**The request:** Please show every line of the material below that contains the word "Write", copying each line in full.

Records in a dataset
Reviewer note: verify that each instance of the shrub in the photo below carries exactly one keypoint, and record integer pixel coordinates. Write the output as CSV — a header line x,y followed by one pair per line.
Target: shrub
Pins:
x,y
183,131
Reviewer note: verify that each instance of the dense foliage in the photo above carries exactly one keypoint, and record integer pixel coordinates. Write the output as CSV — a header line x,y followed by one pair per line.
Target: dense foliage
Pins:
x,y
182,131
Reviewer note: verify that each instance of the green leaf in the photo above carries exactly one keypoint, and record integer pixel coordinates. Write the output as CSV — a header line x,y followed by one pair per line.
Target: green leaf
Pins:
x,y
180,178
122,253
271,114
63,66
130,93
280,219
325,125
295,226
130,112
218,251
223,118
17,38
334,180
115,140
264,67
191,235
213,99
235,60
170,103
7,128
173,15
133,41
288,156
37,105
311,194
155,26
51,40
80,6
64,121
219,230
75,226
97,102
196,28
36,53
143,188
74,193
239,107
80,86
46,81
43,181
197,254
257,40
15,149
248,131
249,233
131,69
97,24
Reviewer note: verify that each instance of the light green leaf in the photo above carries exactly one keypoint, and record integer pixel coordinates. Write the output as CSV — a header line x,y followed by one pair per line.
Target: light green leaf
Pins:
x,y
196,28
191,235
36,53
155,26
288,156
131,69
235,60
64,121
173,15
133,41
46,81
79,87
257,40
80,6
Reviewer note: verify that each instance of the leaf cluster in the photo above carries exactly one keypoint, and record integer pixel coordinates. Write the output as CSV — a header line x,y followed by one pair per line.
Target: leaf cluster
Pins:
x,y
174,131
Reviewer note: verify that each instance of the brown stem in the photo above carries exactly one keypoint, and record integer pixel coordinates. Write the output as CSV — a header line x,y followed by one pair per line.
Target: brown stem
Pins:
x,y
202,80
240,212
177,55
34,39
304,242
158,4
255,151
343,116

==

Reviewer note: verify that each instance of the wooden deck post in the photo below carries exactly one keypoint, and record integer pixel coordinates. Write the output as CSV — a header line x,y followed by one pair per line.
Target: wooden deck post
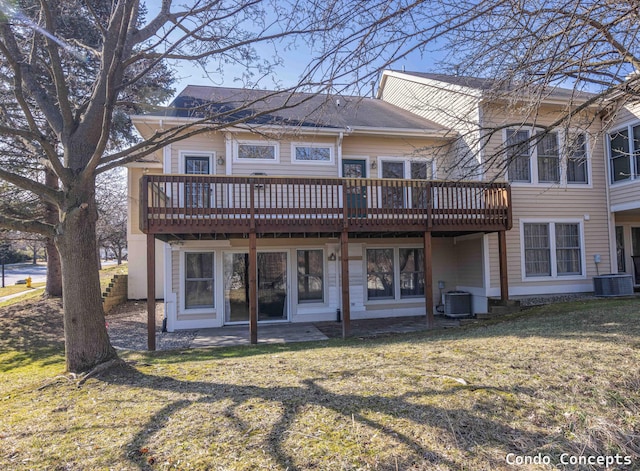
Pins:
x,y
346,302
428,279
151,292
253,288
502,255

**Response to the exercise:**
Reviewer note: verify that each instance of the shrub in the photo below carries exactly one keypoint, and record integer pixel coordinates. Write the output as CSV — a header line x,y followed by one pair per line.
Reviewer note: verify that each instance of the dense foliage in the photo above carries exactly one keypoint, and record integer pixel coordinates. Write the output as CSV — a header line x,y followed by one pair per line.
Reviewer note: verify that each instance of the green leaf in the photo above carries exactly one keypoint, and record integer pixel coordinates. Write the output as CSV — a header line x,y followed by one pair per line.
Reviewer note: verify that each instance of the light green leaf in the photo above carries exactly one keypoint, and record integer pixel coordinates. Write the output as CSV — a header line x,y followed by one pair per line.
Reviewer note: verify that each instance of the leaf cluster in the photo above carries exactly one keypoint, and record integer pixel coordinates. Write the output as CSV — a header line x,y followed by one pair per line.
Reviewer note: verify that each instance of the brown stem in the photo above carries exactly one keypoint, and record integer pixel coordinates. Write the output as CSV — a header line x,y followed by one pair per line.
Reviewer note: verify that each instance of the wooden deck post in the photo below carries exactly one keypoint, and record integer pixel coordinates. Write the output as CSV — a header line x,y followed by one pair per line.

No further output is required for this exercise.